_REQUIREMENTS_:
Return, word for word, the lines from the one containing "Grounding request — find the dirt" through the end of the records below, including both.

------------------------

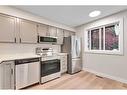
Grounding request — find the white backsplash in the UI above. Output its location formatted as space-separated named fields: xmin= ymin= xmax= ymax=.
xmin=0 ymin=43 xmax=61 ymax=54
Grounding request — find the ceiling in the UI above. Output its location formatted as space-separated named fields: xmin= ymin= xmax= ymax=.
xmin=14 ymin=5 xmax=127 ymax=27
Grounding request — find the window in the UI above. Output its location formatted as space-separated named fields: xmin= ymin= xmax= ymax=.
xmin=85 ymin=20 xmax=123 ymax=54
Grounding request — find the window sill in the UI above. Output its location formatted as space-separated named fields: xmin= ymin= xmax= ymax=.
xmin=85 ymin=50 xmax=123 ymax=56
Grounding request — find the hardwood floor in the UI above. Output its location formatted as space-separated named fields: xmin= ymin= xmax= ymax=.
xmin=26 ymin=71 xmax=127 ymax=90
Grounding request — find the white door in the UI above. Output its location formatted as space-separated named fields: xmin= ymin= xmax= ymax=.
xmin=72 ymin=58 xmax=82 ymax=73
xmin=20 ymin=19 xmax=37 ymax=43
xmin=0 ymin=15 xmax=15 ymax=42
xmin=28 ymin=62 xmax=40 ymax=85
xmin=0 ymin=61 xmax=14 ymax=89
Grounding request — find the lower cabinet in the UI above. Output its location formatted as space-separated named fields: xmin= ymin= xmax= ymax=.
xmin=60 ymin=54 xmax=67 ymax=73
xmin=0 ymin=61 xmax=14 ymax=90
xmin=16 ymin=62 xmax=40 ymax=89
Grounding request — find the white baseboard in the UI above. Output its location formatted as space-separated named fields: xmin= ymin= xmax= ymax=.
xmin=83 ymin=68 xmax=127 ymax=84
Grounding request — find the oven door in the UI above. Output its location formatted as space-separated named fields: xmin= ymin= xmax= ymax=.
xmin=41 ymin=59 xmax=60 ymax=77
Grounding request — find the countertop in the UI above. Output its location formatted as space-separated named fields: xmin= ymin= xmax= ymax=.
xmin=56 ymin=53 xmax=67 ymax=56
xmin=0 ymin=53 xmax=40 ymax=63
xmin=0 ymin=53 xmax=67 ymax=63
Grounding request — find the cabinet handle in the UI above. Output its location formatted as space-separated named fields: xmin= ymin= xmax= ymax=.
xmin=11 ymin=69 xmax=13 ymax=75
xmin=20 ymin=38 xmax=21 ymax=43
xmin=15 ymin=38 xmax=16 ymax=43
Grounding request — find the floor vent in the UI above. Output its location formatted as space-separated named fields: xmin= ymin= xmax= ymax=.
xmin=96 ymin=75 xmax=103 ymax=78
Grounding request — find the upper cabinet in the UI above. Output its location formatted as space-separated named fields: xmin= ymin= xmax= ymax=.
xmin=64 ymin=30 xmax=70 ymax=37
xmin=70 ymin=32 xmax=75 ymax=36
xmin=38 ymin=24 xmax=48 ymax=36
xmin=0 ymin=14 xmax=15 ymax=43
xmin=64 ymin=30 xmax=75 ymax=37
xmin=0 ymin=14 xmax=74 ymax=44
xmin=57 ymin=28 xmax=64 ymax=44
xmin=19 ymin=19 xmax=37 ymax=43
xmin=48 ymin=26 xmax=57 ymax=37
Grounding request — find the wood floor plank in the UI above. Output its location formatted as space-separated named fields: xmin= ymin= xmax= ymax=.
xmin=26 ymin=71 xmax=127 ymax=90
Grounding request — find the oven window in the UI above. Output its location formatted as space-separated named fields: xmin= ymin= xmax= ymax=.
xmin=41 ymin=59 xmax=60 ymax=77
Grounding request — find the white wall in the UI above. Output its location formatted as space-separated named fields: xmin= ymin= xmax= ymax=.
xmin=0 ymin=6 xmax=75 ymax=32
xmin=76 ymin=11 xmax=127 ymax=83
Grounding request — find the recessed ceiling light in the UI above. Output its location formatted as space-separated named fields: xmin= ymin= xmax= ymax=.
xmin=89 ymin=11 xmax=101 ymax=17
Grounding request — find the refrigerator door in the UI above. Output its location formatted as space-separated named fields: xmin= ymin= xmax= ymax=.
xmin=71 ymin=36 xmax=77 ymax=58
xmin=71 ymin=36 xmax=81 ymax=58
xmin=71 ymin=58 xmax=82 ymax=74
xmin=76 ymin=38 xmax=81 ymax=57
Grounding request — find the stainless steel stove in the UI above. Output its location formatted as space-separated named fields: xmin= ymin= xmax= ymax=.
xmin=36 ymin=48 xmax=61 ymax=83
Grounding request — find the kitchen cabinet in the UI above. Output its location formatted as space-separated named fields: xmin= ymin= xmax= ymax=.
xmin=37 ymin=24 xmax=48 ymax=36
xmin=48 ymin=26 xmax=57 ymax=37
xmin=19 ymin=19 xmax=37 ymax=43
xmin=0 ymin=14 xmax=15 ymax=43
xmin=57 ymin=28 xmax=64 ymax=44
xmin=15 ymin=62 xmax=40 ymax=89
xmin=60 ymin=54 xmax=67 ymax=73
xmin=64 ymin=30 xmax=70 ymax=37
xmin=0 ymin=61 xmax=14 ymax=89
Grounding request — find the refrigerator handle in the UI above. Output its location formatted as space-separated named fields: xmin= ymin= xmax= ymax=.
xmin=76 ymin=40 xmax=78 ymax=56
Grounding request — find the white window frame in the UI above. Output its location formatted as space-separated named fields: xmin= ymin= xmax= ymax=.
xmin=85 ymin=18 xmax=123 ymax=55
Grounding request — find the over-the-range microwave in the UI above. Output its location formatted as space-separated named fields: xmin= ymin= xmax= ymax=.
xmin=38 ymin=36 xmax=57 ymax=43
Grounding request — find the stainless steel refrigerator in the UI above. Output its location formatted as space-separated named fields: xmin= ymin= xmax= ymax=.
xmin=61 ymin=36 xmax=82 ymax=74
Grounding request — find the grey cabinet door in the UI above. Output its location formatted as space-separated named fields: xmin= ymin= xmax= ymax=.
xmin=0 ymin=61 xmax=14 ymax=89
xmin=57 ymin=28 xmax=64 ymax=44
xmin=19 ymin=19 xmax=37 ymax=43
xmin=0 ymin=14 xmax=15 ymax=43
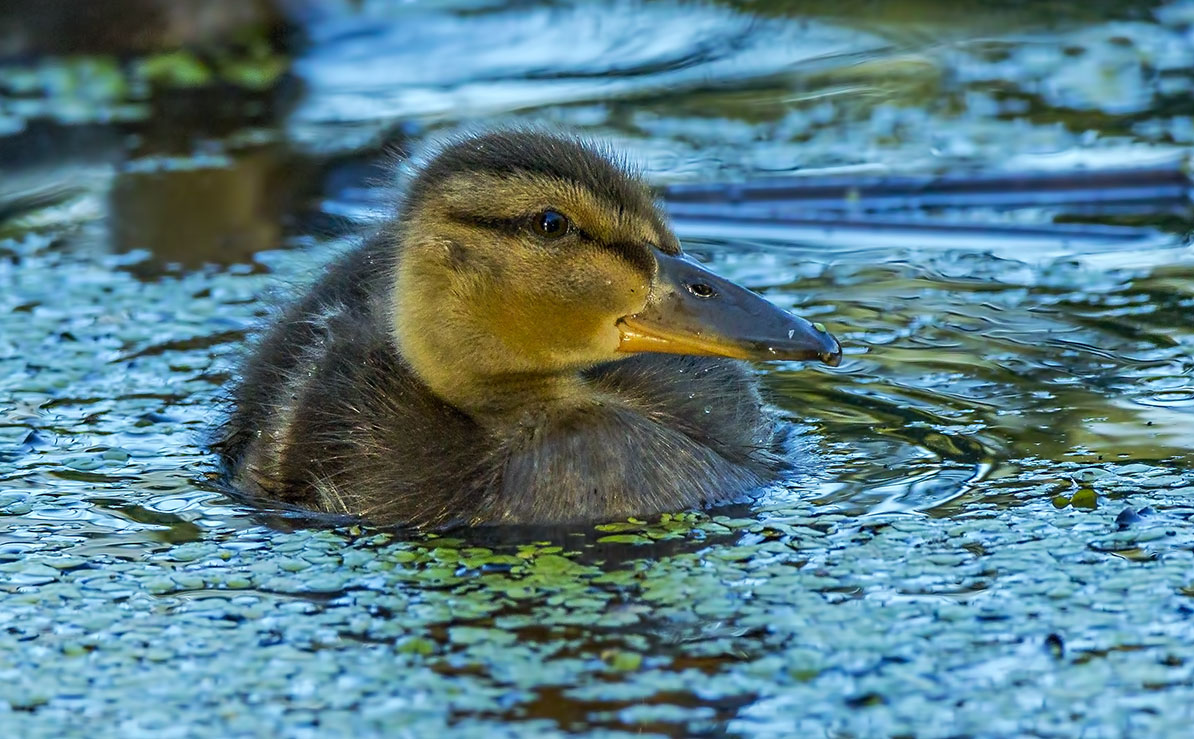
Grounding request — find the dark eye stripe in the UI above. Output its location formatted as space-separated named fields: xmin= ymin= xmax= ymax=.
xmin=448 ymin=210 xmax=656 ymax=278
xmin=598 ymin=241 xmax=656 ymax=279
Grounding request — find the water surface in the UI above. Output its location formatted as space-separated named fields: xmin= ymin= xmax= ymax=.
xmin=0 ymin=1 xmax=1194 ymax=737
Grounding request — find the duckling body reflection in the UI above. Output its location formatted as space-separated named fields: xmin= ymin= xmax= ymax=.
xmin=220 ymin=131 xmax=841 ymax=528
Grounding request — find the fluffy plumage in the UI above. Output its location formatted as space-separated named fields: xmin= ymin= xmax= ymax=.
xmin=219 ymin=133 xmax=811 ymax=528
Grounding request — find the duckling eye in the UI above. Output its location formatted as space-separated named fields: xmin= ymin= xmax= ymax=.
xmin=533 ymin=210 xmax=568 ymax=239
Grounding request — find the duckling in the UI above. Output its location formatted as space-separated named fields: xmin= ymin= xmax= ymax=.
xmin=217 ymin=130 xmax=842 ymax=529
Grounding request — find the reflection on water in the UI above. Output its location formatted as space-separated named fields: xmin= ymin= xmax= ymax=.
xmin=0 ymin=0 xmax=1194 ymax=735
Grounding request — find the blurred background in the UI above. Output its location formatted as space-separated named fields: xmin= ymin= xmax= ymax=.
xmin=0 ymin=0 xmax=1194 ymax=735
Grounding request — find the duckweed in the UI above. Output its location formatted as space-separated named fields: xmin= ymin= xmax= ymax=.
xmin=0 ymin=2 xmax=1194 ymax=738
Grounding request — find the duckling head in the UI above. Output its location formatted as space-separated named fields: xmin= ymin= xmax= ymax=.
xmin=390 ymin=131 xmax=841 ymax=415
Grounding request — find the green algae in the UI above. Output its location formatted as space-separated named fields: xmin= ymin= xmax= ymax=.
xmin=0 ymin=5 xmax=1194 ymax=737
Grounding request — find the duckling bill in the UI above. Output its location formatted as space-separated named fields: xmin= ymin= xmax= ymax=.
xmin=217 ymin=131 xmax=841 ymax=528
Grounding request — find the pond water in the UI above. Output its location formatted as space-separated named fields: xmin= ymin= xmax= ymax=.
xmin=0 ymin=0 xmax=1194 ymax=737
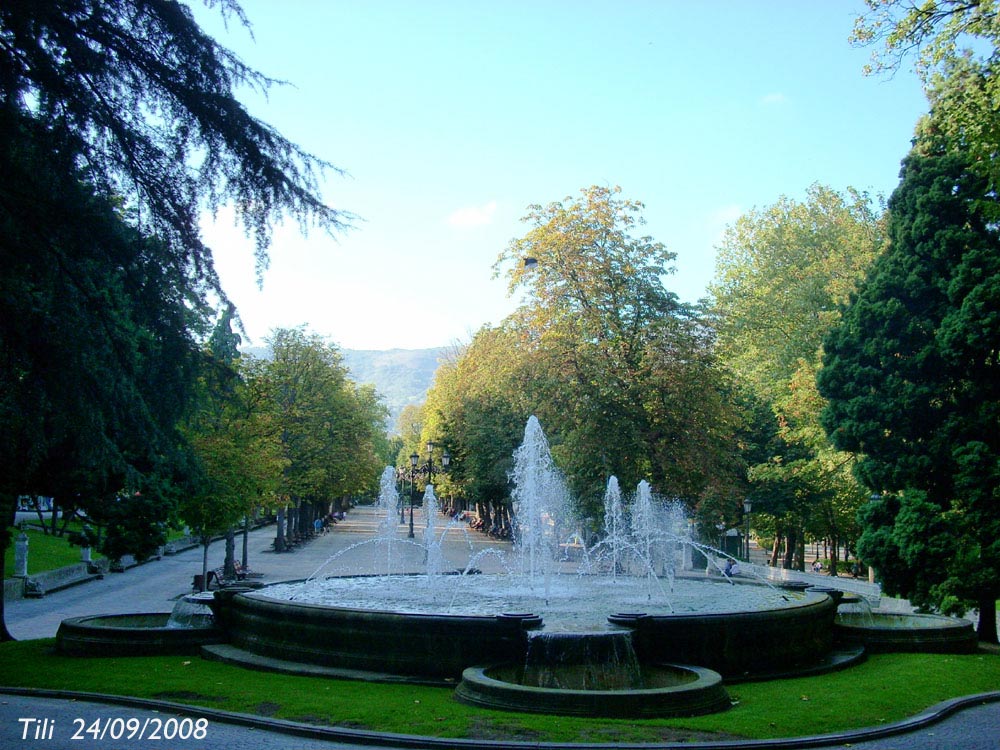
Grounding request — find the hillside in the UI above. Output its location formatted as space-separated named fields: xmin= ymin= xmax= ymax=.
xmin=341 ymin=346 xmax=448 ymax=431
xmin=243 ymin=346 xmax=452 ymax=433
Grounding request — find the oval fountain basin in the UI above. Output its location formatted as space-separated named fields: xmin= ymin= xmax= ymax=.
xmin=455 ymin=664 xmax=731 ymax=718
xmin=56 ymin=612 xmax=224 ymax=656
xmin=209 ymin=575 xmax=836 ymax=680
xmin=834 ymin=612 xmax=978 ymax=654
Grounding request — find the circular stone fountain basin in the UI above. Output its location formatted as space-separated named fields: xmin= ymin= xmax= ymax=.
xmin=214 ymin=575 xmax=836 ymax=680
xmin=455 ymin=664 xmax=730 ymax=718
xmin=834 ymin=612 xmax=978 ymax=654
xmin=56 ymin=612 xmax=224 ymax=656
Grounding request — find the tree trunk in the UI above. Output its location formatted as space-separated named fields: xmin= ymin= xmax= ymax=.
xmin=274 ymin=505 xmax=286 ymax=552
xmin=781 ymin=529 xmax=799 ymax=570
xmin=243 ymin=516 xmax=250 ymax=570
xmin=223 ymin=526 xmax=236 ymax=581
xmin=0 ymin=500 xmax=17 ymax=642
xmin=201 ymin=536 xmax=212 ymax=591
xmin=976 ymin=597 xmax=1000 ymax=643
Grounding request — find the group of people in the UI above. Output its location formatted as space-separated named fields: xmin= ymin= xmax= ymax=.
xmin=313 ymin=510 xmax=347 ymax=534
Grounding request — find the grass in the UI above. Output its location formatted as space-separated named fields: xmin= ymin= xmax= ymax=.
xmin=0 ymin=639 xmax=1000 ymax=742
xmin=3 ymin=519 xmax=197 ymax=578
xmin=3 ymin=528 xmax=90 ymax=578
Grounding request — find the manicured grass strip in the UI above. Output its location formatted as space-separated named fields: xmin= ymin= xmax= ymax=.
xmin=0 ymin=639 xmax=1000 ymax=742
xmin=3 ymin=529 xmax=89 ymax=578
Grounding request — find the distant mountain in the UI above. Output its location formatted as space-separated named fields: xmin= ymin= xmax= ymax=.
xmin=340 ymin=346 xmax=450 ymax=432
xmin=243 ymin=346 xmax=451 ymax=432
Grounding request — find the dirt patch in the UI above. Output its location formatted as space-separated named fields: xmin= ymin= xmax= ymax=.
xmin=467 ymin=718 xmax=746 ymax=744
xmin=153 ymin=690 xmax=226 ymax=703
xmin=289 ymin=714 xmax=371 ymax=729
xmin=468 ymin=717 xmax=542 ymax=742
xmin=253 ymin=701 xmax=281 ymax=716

------------------------

_FULL ANSWER_:
Grounding request — find the dirt patch in the UI above. Output its location formatted as space-separated named fields: xmin= ymin= xmax= ymax=.
xmin=467 ymin=718 xmax=746 ymax=744
xmin=153 ymin=690 xmax=226 ymax=703
xmin=289 ymin=714 xmax=371 ymax=729
xmin=468 ymin=717 xmax=542 ymax=742
xmin=253 ymin=701 xmax=281 ymax=716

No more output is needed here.